● **Required action 1**:
Using the article about the California Meals on Wheels survey, explain in one to three sentences why the program asks recipients about their sexual orientation and gender identity.
● **Required action 2**:
Answer these questions from the article on the Meals on Wheels survey:
(a) How old is Carol Alexander?
(b) Which governor signed the LGBT Disparities Reduction Act?
(c) According to David Morikawa, what happens to recipients' services if they decline to answer?
● **Required action 3**:
Continue the article about the Meals on Wheels survey questions, picking up after its last sentence.

● **Extracted text**:
↓
California law forces Meals on Wheels to ask elderly recipients if they’re gay or trans
Meals on Wheels programs around the world help feed elderly people and others physically incapable of obtaining or preparing their own meals, but California recipients have started receiving something less welcome with their service: grilling about their sexual attraction and “gender identity.”
On Tuesday, the Sacramento Bee highlighted the experience of Carol Alexander, an 83-year-old recipient who was taken aback by a recent phone call from Sacramento County’s Meals on Wheels program, asking questions including “What is your sex,” “Do you still associate with your gender,” and “Are you heterosexual?”
“I was in shock. I took offense to that,” said Alexander. “I’m ticked off. Why do they ask an 83-year-old this?”
The questions were mandated by the state’s LGBT Disparities Reduction Act, signed by Democrat Gov. Jerry Brown, which took effect in July. The law requires meal-delivery services to present sexual and gender minorities (SGM) survey questions to recipients, in order to conduct demographic data pertaining to potential disparities in poverty, health, and “hate crimes” among “LGBT” Californians.
“It is in the best interests of the state to respect, embrace, and understand the full diversity of its residents and to collect accurate data to effectively implement and deliver critical state services and programs,” the bill claims.
David Morikawa, the program director for the area’s Meals on Wheels program, stressed that the questions are entirely voluntary and recipients’ services will not be affected if they decline to answer.
“We just want to make sure we’re representing the people that are in our community,” he said.
↑
Stored data entries:
↓
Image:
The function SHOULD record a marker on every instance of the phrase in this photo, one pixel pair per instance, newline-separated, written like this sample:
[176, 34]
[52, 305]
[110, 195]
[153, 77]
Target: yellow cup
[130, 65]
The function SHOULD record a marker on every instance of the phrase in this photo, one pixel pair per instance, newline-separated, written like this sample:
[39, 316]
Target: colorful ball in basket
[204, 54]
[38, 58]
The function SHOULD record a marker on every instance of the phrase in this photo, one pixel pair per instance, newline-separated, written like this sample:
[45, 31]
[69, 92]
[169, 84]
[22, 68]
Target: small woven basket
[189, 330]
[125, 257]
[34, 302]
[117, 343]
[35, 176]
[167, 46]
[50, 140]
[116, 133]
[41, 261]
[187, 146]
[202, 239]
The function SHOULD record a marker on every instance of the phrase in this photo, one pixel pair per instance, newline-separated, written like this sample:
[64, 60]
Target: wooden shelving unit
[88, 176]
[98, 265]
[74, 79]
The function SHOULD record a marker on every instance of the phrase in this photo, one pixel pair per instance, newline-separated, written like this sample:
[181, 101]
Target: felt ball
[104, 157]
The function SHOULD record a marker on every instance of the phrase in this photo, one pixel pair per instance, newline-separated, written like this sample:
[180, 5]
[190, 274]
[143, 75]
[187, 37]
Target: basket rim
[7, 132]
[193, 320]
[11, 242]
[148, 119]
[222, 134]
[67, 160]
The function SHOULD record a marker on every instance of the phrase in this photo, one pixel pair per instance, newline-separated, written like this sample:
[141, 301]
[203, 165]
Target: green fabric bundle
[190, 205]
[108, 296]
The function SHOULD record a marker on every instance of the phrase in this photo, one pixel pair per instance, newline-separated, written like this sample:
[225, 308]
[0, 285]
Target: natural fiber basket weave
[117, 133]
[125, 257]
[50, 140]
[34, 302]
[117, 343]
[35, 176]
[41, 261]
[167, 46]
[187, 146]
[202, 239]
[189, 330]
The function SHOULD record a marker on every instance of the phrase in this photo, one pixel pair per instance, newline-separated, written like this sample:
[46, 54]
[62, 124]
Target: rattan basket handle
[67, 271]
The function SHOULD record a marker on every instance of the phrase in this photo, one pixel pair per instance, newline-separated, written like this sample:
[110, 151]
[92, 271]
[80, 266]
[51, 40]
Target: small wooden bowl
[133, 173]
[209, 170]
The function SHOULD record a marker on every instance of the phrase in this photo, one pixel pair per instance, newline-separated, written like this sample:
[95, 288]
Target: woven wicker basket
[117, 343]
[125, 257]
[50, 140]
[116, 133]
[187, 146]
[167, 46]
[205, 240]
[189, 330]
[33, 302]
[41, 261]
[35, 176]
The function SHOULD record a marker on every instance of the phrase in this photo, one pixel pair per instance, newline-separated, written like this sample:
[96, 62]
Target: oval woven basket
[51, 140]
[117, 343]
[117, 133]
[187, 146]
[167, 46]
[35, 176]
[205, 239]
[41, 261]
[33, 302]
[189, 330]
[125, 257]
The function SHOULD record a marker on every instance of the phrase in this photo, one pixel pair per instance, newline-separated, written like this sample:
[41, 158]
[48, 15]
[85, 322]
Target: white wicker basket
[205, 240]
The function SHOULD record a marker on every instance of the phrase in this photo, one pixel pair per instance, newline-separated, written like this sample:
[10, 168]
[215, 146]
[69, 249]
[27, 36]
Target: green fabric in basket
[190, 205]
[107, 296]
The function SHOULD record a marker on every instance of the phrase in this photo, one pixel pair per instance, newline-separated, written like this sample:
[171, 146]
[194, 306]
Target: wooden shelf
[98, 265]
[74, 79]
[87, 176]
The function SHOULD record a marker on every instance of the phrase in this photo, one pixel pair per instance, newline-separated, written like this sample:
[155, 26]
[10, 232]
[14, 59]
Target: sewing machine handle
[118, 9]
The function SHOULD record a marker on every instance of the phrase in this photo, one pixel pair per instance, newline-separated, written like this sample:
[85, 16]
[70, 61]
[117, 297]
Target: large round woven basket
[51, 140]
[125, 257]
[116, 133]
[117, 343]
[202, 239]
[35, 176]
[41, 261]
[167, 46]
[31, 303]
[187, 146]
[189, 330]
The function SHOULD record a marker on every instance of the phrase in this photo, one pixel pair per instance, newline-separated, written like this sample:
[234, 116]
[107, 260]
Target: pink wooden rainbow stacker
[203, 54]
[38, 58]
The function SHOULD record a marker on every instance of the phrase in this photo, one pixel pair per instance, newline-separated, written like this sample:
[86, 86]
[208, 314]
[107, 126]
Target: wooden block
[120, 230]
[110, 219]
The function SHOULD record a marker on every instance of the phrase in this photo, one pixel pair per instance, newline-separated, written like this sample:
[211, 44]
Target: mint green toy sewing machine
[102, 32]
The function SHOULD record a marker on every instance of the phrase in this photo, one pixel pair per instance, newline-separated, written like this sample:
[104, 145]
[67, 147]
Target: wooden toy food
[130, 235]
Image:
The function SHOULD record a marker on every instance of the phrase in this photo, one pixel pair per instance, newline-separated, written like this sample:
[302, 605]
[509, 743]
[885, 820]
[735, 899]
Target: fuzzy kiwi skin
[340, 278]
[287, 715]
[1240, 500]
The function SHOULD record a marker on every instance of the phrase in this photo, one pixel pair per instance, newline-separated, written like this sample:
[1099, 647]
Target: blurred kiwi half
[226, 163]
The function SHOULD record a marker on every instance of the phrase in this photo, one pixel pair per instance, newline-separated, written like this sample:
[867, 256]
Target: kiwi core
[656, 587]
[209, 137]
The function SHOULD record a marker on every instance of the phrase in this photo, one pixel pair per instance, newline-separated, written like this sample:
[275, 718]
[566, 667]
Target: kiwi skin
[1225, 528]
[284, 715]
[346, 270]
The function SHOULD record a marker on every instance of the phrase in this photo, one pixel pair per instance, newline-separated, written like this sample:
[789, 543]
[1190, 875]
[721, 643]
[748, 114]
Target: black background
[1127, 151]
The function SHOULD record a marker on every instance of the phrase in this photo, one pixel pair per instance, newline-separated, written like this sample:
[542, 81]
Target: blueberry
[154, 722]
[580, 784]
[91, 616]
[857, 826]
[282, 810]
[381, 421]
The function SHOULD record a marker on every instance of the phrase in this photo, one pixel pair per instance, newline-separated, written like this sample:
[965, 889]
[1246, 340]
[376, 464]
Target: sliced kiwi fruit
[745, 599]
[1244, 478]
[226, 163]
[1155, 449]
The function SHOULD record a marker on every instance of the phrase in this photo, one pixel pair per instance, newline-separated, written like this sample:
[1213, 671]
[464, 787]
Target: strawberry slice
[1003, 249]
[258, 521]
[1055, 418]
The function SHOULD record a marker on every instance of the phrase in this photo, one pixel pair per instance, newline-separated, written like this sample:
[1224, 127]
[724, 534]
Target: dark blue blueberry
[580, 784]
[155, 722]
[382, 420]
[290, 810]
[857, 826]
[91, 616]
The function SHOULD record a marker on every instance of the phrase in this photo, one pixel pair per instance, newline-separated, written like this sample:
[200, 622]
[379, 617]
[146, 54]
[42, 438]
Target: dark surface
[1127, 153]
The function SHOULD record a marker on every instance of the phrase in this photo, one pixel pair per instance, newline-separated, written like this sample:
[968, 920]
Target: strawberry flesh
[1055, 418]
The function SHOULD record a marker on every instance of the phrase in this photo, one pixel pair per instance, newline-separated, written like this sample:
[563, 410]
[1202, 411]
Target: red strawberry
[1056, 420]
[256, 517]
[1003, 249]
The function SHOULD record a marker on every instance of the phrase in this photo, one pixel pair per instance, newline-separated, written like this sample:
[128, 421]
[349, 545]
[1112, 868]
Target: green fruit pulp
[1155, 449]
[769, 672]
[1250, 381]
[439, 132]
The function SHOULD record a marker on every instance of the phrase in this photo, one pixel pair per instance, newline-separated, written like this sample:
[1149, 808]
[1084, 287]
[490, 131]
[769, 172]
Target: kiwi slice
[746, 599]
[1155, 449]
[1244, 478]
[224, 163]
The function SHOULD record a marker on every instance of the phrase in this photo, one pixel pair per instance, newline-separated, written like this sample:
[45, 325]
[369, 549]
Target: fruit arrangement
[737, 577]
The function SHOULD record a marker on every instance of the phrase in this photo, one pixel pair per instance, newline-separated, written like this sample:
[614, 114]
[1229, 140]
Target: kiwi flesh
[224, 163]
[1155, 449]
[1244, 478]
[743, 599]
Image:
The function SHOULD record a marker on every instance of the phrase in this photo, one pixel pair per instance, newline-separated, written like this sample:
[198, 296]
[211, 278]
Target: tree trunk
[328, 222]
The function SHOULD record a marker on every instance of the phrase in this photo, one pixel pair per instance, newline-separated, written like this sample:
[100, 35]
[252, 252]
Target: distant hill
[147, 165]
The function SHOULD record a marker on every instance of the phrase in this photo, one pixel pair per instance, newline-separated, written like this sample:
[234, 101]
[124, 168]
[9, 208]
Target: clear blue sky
↑
● **Exercise answer 1**:
California's LGBT Disparities Reduction Act, which took effect in July, requires meal-delivery services to present sexual and gender minorities survey questions to recipients. The stated purpose is to collect demographic data on potential disparities in poverty, health, and hate crimes among LGBT Californians.

● **Exercise answer 2**:
(a) She is 83.
(b) Democrat Gov. Jerry Brown signed it.
(c) Their services will not be affected.

● **Exercise answer 3**:
But Alexander told the Bee that the “stupid” questions offended her so much that she has considered withdrawing from the program, despite having recently suffered a stroke.
“It just blows my mind that they have to do this,” she said.
Despite offending some of the people the program is meant to serve, The Advocatereports that the new questions “are actually seen as a victory for LGBTQ advocates.” The Bee adds that Democrats such as Sen. Tammy Baldwin of Wisconsin have introduced legislation requiring similar questions to be added to various nationwide surveys.
Such legislation has little chance of being signed by President Donald Trump, whose administration will not ask about LGBT status in the 2020 census, has deleted LGBT-specific information from various government websites, and is reportedly considering an official definition of “sex” that ignores self-declared “gender identity” in favor of strictly biological criteria.
In March 2017, Trump’s Department of Health and Human Services removed a question about sexual orientation from the annual National Survey of Older Americans Act Participants, but restored it in June it after homosexual activists objected.